EXERCISE OBJECTIVE:
Exclude the pictures, then repeat the remaining data exactly.

RECORD EXCERPTS:

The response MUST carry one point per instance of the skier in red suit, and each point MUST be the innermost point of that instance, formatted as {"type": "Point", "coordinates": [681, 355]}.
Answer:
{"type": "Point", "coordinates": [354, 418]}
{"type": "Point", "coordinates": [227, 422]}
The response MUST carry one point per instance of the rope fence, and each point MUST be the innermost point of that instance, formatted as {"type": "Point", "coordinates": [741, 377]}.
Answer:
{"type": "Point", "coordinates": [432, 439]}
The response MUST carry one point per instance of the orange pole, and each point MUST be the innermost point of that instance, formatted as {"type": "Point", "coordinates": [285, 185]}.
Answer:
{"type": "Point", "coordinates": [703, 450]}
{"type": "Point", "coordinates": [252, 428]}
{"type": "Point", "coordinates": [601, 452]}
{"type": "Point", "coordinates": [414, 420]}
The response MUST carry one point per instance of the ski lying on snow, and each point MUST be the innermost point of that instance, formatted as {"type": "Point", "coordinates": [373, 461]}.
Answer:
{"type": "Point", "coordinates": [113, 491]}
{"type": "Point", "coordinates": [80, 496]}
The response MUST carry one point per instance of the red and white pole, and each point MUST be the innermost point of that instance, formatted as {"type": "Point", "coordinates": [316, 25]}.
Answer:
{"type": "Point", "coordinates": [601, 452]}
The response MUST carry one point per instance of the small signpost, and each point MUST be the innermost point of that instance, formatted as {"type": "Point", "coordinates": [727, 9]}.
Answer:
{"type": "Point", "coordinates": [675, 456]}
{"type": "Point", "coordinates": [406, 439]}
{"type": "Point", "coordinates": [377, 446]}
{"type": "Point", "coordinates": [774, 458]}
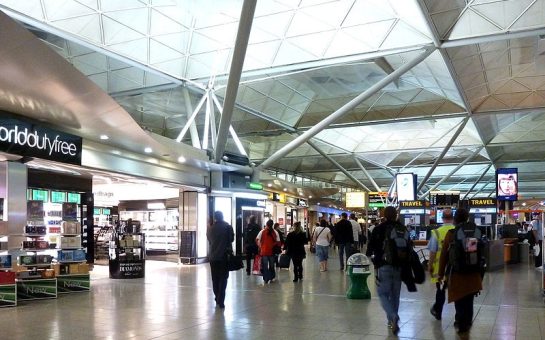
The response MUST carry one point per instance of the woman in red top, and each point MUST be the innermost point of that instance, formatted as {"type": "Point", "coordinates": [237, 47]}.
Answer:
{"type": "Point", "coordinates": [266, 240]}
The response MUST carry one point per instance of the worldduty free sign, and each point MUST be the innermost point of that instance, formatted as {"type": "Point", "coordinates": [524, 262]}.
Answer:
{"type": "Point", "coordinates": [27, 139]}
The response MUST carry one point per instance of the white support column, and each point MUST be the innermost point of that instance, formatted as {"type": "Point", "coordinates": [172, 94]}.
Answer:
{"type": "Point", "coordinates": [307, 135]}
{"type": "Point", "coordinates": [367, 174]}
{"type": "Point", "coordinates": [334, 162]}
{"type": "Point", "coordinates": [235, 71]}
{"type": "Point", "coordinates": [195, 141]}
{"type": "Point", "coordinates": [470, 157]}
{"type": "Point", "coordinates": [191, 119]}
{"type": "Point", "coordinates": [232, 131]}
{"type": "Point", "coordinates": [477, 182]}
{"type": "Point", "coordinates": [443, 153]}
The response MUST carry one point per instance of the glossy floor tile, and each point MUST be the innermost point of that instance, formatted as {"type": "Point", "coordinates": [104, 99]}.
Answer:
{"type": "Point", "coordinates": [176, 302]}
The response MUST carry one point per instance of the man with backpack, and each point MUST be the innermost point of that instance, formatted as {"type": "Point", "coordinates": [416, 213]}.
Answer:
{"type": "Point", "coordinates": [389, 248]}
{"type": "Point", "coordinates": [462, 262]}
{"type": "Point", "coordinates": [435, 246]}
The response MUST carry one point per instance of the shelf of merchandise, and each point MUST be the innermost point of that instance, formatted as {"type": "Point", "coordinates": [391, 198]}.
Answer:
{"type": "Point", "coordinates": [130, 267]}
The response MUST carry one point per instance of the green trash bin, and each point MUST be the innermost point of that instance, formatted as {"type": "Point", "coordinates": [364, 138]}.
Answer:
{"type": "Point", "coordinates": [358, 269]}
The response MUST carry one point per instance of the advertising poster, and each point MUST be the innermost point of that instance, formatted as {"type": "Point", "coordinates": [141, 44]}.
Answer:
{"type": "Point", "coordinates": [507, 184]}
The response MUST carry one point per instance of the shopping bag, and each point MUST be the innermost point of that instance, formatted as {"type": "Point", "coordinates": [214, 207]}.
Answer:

COMPLETED TASK:
The response MUST carry one point per instance of the skier in red suit, and each point MUST be the innermost point of that instance, formatted as {"type": "Point", "coordinates": [681, 355]}.
Answer:
{"type": "Point", "coordinates": [354, 418]}
{"type": "Point", "coordinates": [227, 422]}
The response MUST carry one point per instance of the rope fence, and each point MUST be the innermost point of that instance, formatted as {"type": "Point", "coordinates": [741, 377]}.
Answer:
{"type": "Point", "coordinates": [432, 439]}
The response MUST carry one point per instance of the orange pole, and each point MUST be the innermost point of that instance, formatted as {"type": "Point", "coordinates": [285, 185]}.
Answer:
{"type": "Point", "coordinates": [703, 450]}
{"type": "Point", "coordinates": [252, 428]}
{"type": "Point", "coordinates": [601, 452]}
{"type": "Point", "coordinates": [414, 420]}
The response MUST carry one point per instance of the ski lying on snow, and each point MUST be the innermost point of that instance, formatted as {"type": "Point", "coordinates": [373, 461]}.
Answer:
{"type": "Point", "coordinates": [113, 491]}
{"type": "Point", "coordinates": [80, 496]}
The response MUST carry one point per instance of the red and white pole, and each point MUST be the innermost point of that instance, formatted as {"type": "Point", "coordinates": [316, 25]}.
Answer:
{"type": "Point", "coordinates": [601, 452]}
The response MUST carry one point per instance of the small signpost, and each point MUST be the innermost point of that instance, formatted as {"type": "Point", "coordinates": [727, 9]}.
Answer:
{"type": "Point", "coordinates": [675, 456]}
{"type": "Point", "coordinates": [406, 439]}
{"type": "Point", "coordinates": [377, 446]}
{"type": "Point", "coordinates": [774, 458]}
The response MUST carry one point per instance of the woman in red top, and each point MUST be the innermost point of that instance, formatted as {"type": "Point", "coordinates": [237, 47]}.
Answer:
{"type": "Point", "coordinates": [266, 240]}
The response MUST carry one point per instance of the worldduty free sign, and each point MUST be the innermost point of that instance, formatted as {"type": "Point", "coordinates": [524, 262]}.
Answer:
{"type": "Point", "coordinates": [27, 139]}
The response MUST carry one point per instance of the white support column, and each point MUST be the innermost point of that instance, formatted as {"type": "Point", "coordinates": [172, 94]}.
Answer:
{"type": "Point", "coordinates": [307, 135]}
{"type": "Point", "coordinates": [367, 174]}
{"type": "Point", "coordinates": [334, 162]}
{"type": "Point", "coordinates": [235, 71]}
{"type": "Point", "coordinates": [195, 141]}
{"type": "Point", "coordinates": [470, 157]}
{"type": "Point", "coordinates": [191, 119]}
{"type": "Point", "coordinates": [232, 131]}
{"type": "Point", "coordinates": [477, 182]}
{"type": "Point", "coordinates": [443, 153]}
The response MUST carry one point per instance of the glossy floor tile, and each point MUST be the innermost point of that instance, formatted as {"type": "Point", "coordinates": [104, 99]}.
Answer:
{"type": "Point", "coordinates": [176, 302]}
The response MUST carry one point per instance of the man with backpack, and each point MUST be the innermost point of that instance, formatted as {"type": "Point", "coordinates": [416, 213]}.
Answer:
{"type": "Point", "coordinates": [389, 248]}
{"type": "Point", "coordinates": [462, 262]}
{"type": "Point", "coordinates": [435, 246]}
The response MUST carry one point per instance of the shelf of merchandise, and each point MUST be the innermost point of that instance, formatted as {"type": "Point", "coordinates": [391, 198]}.
Answer:
{"type": "Point", "coordinates": [130, 267]}
The response MUST carry one point per instance of the green trash bin, and each point MUST be the innermost point of that instance, formatted as {"type": "Point", "coordinates": [364, 138]}.
Answer:
{"type": "Point", "coordinates": [358, 269]}
The response MUST carry one point per instance of the advertising poster, and each point MUST be the innermost point of that instance, formatted as {"type": "Point", "coordinates": [141, 44]}.
Answer:
{"type": "Point", "coordinates": [507, 184]}
The response MUST carry one point per instance of the shopping bag, and each point MUST be the innermost point of that instance, formatted as {"type": "Point", "coordinates": [214, 207]}.
Answer:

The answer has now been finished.